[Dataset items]
━━━━

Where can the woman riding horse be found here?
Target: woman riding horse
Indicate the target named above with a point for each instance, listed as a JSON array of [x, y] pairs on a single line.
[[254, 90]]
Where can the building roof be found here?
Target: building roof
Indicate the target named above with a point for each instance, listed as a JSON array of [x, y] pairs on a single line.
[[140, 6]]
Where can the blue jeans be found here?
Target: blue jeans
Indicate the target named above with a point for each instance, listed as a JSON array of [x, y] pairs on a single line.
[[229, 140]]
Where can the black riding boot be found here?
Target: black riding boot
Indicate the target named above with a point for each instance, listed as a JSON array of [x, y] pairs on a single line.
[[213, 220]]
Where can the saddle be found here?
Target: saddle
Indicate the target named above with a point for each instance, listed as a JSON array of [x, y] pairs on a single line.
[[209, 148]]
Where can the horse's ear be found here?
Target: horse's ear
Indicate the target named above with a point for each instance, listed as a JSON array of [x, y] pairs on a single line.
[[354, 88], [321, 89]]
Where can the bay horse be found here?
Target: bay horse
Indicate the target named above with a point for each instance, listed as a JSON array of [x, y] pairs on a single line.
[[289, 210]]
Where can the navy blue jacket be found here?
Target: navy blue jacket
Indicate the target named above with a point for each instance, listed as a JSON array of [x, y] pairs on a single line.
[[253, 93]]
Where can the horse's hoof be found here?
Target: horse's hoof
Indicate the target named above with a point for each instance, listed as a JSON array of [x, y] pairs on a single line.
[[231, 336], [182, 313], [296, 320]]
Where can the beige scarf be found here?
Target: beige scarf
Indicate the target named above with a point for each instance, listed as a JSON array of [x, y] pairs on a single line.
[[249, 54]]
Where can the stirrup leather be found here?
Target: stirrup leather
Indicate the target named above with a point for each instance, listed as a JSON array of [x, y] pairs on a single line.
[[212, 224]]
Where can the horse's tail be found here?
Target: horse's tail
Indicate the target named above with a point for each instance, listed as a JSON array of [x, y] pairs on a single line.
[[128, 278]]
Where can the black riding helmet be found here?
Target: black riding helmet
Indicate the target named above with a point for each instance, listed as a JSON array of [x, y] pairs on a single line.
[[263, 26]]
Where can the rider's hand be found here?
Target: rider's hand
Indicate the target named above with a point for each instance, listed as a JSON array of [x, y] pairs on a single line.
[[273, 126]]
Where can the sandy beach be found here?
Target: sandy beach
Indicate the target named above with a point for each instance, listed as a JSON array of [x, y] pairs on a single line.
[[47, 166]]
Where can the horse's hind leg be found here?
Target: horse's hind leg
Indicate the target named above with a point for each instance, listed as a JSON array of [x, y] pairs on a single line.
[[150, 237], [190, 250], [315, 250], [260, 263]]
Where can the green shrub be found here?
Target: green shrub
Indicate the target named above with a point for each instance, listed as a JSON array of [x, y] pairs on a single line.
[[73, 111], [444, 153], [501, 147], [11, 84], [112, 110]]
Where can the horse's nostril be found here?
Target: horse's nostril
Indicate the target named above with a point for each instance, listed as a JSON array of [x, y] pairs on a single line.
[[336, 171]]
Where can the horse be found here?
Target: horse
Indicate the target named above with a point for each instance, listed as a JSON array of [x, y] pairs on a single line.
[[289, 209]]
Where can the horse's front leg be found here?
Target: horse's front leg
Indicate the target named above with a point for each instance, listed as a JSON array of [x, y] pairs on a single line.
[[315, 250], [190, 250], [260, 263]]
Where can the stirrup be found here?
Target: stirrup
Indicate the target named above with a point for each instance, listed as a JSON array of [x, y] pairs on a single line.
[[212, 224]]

━━━━

- **Aim**
Copy the lines from the one containing "Where can the horse's tail be found here?" through the one containing "[[73, 111], [444, 153], [501, 147], [11, 84], [112, 110]]", replacing "green shrub" with "green bush" and leaving everything else unchanged.

- **Result of the task**
Where can the horse's tail be found here?
Target: horse's tail
Indicate the target named above with a point for each instance, listed as a JSON array of [x, y] pairs on a single line.
[[128, 278]]
Where can the black riding helmet be found here?
Target: black riding helmet
Indicate the target named above with a point for each instance, listed as a JSON array of [x, y] pairs on a single line.
[[263, 26]]
Where can the rider's hand be found here?
Target: rider's hand
Indicate the target named above with a point for each instance, listed as a JSON array of [x, y] pairs on a single line.
[[273, 126]]
Where can the sandy beach be found here?
Target: sandy beach
Indicate the target named above with a point for each instance, listed as a JSON array of [x, y] pairs on a single line.
[[47, 166]]
Where can the horse's hind leg be found here?
Target: horse's hind leg
Indicate the target named above with a point for each instance, listed as a JSON array of [x, y] pairs on a single line.
[[150, 237], [190, 250], [315, 250], [260, 263]]
Where can the green bush be found here?
Target: green bush
Indicate the target named above with a point for each instance, listed as a JSON array of [x, y] pairs on a single line.
[[73, 111], [444, 153], [501, 147], [11, 84], [112, 110]]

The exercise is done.